WORK TO DO: All of the material below is to be restated word for word, apart from the pictures.

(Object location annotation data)
----

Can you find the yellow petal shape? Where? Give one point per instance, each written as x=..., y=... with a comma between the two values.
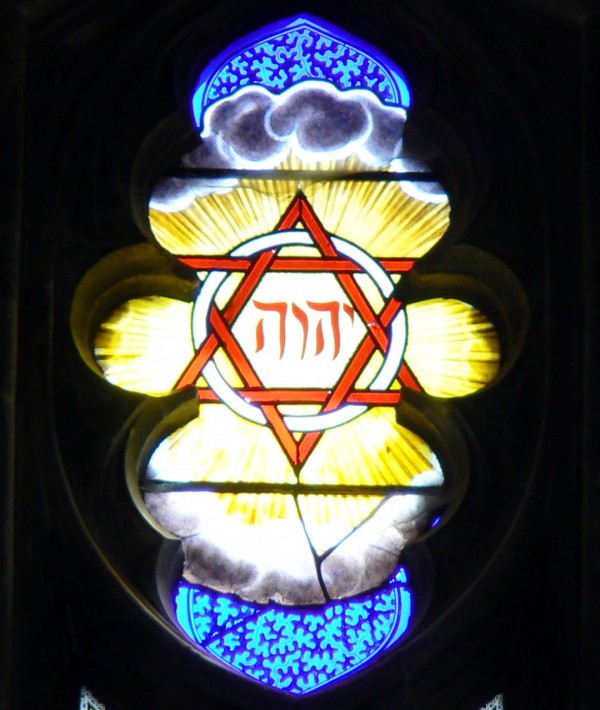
x=453, y=349
x=373, y=449
x=145, y=344
x=377, y=215
x=219, y=446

----

THE RESULT:
Can you find the yellow petal shape? Where? Give one point per instance, each written as x=..., y=... with a comma between the two values.
x=453, y=349
x=373, y=449
x=145, y=344
x=377, y=215
x=219, y=446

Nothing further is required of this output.